Karanlık bir güne uyanmıştım. Okul, o zamanlarda bana çok boş ve amaçsız gelirdi. O rahatsız edici, tıpkı bir peyke gibi sıralarda gün boyu oturup bize söylenen şeyleri yapmak zorunda olduğumuz bir cezaevi misali. Çekilir şey değildi. Çocukluktan ebediyete kadar bu çile sürecek gibi gelirdi. Ta ki benim dünyama ışık tutan o şahane insan “öğretmenim” olana dek.
Onunla her şey baştan yazıldı sanki. Annem ve babam da eğitimcidir. Okulla ilgili hiçbir şeye yabancı değildim bu yüzden. Yine bir eylül ayı, okul açılacaktı. Gideceğim okul, beni “ben” yapacak öğretmeni seçme telaşı evde bir kaos yaratmıştı. Ailemin de tanıdığı bir erkek öğretmenin öğrencisi olacağımı öğrenince beynimden vurulmuşa dönmüştüm. Aklımı almışlardı sanki. Ben erkek öğretmen istemiyordum ki. Bana ne iyi olmasından Ben, bana yeri geldiğinde bir abla, bir kardeş ya da bir anne olabilecek “bayan öğretmen” istiyordum.
Küçükken, aklımdan geçenleri olduğu gibi söylerdim. O zaman da karşı çıktım. Sonunda kazanan taraf “ben” idim. İkinci annemin adı Ayla’ydı. Nasıl unuturum ki? Siz unuttunuz mu? Sanmıyorum. Birinci sınıf her şeyin başlangıcı olabileceği gibi sonu da olabilirdi. Sonunda okul açıldı. Bir şekilde arkadaşlarıma alıştım. Sonbahar bitti. Kayseri’de kış oldukça sert geçerdi. Yine ayazın tam ortasında, karanlığın içindeydik. Yanlış hatırlamıyorsam aylardan ocaktı. Babam beni okula bırakıp gitmişti. Okulun bahçesi adeta buz pistiydi. Kazasız belasız binaya girmiştim.
En yakın arkadaşım Pınar yine bir şeyler yiyordu sırada. Bana da almıştı. Çok düşünceliydi, kahvaltı yapmadan geldiğimi bilirdi. Yanına oturdum. Birlikte yedik. Ve her zaman ki gibi “prensesim” geldi sınıfa. Masalla başladı derse. Hiç uykum yoktu. Sabah soğuk kucağını açmıştı okula gelirken. Onun gözleri içimi ısıtıyordu. Pınar’ı uyuduğu yerden kaldırdım. Uykusuzluğa hiç dayanamazdı. Teneffüste onun yüzünden içeride kalamazdım. Al yanaklı, tatlı arkadaşımla dışarı çıkmıştık. Keşke çıkmasaydık. Bana Güneş ismimle hitap ederdi. Ona dair hatırladığım ilk şeylerden biridir bu sesleniş. Her neyse işte, arka bahçeye geçtiğimizde benim dahiyane fikirli arkadaşım yine muhteşemliğiyle beni boşluğa düşürüyordu. Bir anda “Güneş Bak şuradaki kırık buz parçalarını görüyor musun? Yiyelim mi?” deyiverdi. Ben o an anlam verememiş şekilde dururken ağzıma tıkmıştı bile. Pınar ve ani hareketleri, hep beni benden alırdı. Ağzımı hissetmiyordum. Ellerim, yüzüm soğuktan kıpkırmızı kesilmişti. Pınar bana aptalca gülüyordu. Sonrasında bana yaptığı şekilde ben de aynısını yaptım ona. Zil çalmış. Hiç fark etmedik.

| Talimat 1 |
Okul anılarını anlatan alıntı metinde adıyla geçen kişileri, metindeki ilk geçiş sırasına göre listeleyin.
| Talimat 2 |
Okul anılarını anlatan alıntı metni, "Hiç fark etmedik." cümlesinden sonrasını yazarak sürdürün.
Satırların bu çalışmada hiçbir işlevi yoktur.

| Kayıt kümesi |
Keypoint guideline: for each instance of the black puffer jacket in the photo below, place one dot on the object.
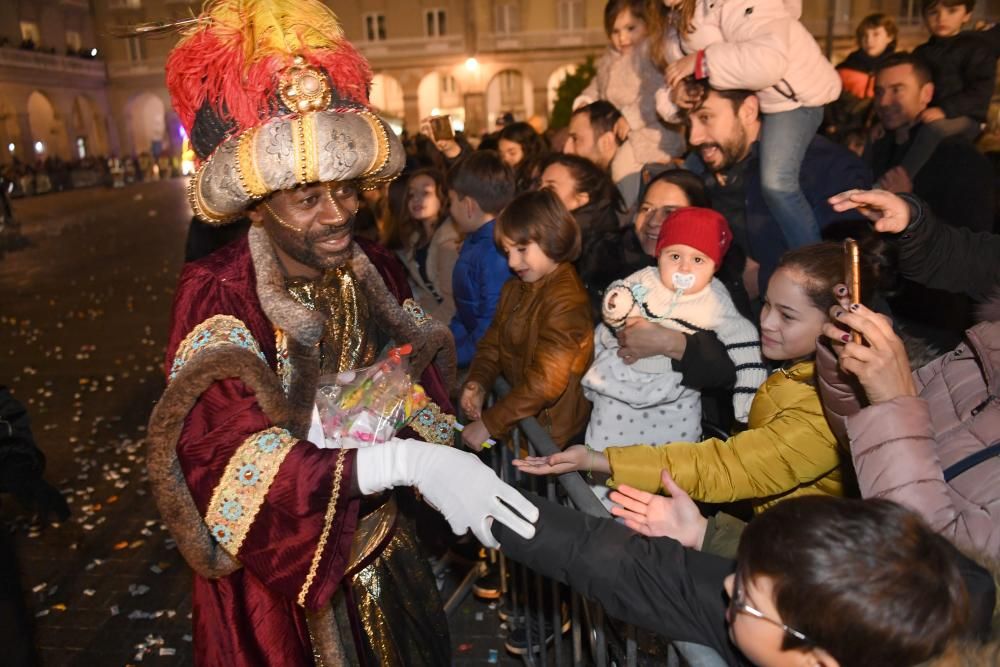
(655, 583)
(945, 257)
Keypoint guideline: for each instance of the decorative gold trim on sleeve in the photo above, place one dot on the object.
(240, 493)
(331, 511)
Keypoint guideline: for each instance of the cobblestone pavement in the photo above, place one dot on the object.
(82, 329)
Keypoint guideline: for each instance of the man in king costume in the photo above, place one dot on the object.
(299, 552)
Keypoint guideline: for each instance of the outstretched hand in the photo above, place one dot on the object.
(659, 516)
(681, 69)
(889, 212)
(575, 457)
(880, 363)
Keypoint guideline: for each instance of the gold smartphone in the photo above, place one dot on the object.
(852, 276)
(441, 128)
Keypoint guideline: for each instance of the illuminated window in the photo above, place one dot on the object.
(571, 14)
(374, 27)
(435, 22)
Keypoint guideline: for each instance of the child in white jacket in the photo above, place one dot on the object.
(644, 401)
(757, 45)
(627, 78)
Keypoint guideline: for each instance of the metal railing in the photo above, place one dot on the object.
(525, 591)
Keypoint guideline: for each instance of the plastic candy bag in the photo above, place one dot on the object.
(370, 405)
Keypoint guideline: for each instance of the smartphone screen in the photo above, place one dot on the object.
(852, 275)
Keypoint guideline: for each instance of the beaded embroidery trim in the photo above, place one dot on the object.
(240, 493)
(416, 311)
(435, 426)
(216, 330)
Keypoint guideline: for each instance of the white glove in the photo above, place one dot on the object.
(457, 484)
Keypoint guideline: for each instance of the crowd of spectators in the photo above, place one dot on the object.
(714, 276)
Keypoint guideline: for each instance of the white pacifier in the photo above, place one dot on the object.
(683, 280)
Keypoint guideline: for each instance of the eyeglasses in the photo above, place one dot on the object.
(738, 604)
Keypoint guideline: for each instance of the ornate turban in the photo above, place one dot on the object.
(272, 96)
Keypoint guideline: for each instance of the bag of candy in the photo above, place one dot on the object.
(370, 405)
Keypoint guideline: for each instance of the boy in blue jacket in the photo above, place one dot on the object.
(481, 186)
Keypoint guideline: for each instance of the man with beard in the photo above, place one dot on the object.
(956, 183)
(957, 180)
(300, 553)
(724, 128)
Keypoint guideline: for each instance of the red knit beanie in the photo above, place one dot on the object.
(703, 229)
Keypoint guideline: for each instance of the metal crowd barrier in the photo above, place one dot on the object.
(594, 640)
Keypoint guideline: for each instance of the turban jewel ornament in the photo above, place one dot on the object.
(273, 96)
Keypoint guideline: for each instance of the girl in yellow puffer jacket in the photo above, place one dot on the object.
(788, 449)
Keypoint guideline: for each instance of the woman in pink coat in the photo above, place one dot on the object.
(929, 439)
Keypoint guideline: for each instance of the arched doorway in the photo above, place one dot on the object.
(89, 129)
(387, 97)
(145, 117)
(555, 79)
(48, 132)
(10, 133)
(509, 92)
(438, 94)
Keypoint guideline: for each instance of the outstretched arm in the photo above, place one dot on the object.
(932, 253)
(654, 583)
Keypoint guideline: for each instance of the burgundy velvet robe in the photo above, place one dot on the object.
(251, 617)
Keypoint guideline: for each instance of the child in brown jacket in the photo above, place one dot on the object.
(541, 339)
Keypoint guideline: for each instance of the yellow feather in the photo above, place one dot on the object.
(266, 28)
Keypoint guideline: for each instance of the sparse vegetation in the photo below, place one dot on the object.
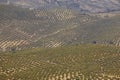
(82, 62)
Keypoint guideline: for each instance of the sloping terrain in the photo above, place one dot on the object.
(23, 28)
(81, 5)
(83, 62)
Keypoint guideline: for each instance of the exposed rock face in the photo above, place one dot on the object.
(82, 5)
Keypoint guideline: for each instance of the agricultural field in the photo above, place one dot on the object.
(75, 62)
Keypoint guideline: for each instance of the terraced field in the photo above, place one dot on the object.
(22, 28)
(82, 62)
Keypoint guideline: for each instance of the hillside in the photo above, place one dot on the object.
(83, 62)
(22, 28)
(94, 6)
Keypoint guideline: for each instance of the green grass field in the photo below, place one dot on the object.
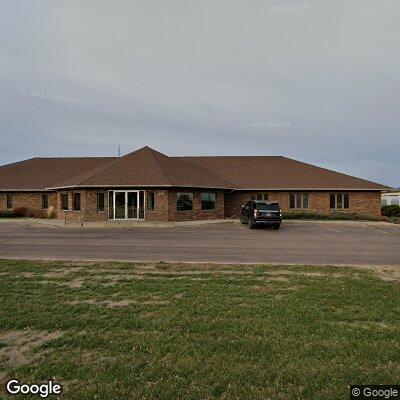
(161, 331)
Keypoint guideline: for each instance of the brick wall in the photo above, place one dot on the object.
(361, 203)
(88, 211)
(32, 201)
(197, 213)
(228, 204)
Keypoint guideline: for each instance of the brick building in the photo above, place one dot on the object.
(148, 185)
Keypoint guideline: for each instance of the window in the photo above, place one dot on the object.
(101, 196)
(111, 204)
(64, 201)
(10, 201)
(45, 201)
(259, 196)
(77, 201)
(208, 201)
(184, 201)
(299, 200)
(150, 201)
(394, 200)
(339, 201)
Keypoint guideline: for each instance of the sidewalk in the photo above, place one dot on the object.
(60, 223)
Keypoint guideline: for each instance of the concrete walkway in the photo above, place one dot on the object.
(60, 223)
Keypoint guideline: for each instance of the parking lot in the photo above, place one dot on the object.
(298, 242)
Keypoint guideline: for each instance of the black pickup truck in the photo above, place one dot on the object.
(256, 212)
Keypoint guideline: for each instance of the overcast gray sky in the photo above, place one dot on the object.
(316, 80)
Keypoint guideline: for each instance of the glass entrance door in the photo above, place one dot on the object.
(132, 210)
(119, 205)
(127, 205)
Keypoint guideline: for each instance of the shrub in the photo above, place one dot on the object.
(391, 211)
(51, 213)
(20, 211)
(39, 214)
(6, 214)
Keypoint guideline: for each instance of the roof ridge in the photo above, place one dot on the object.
(158, 163)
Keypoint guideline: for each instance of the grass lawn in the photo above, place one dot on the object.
(161, 331)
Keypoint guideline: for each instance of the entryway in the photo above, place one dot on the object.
(126, 204)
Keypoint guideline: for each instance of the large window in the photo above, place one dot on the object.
(101, 196)
(64, 201)
(208, 201)
(77, 201)
(390, 200)
(10, 201)
(45, 201)
(339, 201)
(299, 200)
(259, 196)
(150, 201)
(184, 201)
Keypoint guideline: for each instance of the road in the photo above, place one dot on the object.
(325, 243)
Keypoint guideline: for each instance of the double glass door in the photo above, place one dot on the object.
(128, 204)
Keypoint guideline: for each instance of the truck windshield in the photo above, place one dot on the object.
(267, 207)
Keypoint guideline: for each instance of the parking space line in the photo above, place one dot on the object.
(330, 228)
(375, 229)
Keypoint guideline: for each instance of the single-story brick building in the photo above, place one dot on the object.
(148, 185)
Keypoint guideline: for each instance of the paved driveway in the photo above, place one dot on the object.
(334, 243)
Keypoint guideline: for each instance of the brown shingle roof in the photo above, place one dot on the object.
(147, 167)
(276, 172)
(40, 173)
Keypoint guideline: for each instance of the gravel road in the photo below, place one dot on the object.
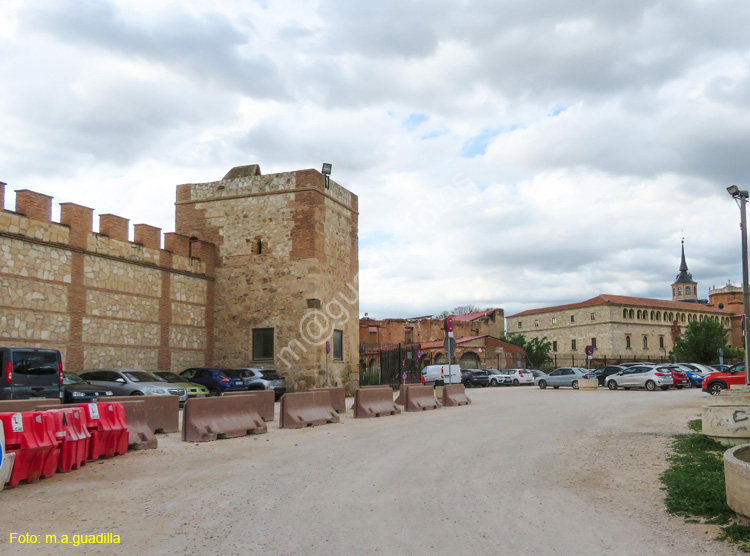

| Görev yanıtı 1 |
Ayla, Pınar, Güneş

| Görev yanıtı 2 |
Burada devreye çocukluk aşkım Burkay giriyor. Bana her gün şeker alan ve oyuncak tavşan hediye eden çocuk… O zamanlar ikimizin de hedefi Kayseri Fen Lisesiydi. O amacına ulaştı, ben yine kaybeden taraftım. Hala görüşürüz onunla. Burkay, bir defasında öğretmenimizin bize çok sinirlendiğini söylemek için bizi sınıfa çağırmaya gelmişti. Koşar adımlarla girdim sınıfa. Annem gibi bana fütursuzca bağırarak, annemin bana hiç yapmadığı şekilde tokat atmıştı.Ben şok olmuştum. Ayla öğretmen bir şeyler konuşuyordu, bana bakarak sürekli ağzını oynatıyordu. Duymuyordum, duymak istemiyordum. Ağlayarak oturdum yerime. Kafamı sıraya koyup düşüncelere daldım. Neden böyle yapmıştı? Ona bir şey olmamıştı ki. Ben sadece koca bir buz parçasını ağzımda eritmiştim. O ders boyunca yüzüne bile bakmamıştım. Fakat elbette bakacaktım. Aynı sitede oturuyorduk. Ailemle arası iyiydi. Okul çıkışlarında beni evine götürür, çalıştırırdı. O sıralar çalışkan bir öğrenciydim. Onun çocukları Yağmur Abla ve Ali Abi öz kardeşlerim gibiydi. Akşam olunca annem ve babam beni eve zor getirirlerdi. Yaptığı yemekler, sıktığı meyve suları, okuduğu hikayeler aklımdan çıkmıyor.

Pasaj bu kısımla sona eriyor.